Saved data entries —
_ _ _ _ _
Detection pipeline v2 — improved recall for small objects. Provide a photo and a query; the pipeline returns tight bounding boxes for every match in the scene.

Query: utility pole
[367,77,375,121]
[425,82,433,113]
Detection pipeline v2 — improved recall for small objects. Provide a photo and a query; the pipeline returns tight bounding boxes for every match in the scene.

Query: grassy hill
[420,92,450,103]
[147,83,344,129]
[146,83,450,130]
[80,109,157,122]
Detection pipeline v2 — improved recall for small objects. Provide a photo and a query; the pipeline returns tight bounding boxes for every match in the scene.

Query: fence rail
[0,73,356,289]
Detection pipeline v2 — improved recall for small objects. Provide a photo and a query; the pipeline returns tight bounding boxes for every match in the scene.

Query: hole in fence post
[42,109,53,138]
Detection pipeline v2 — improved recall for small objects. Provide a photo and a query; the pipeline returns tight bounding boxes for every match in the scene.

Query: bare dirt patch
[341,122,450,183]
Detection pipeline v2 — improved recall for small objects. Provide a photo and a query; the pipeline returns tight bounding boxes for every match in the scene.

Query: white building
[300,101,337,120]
_ _ _ _ _
Instructions to follow — Collect every line from the items above that contains the string "fence".

Response to the exercise —
Query: fence rail
Query: hole in fence post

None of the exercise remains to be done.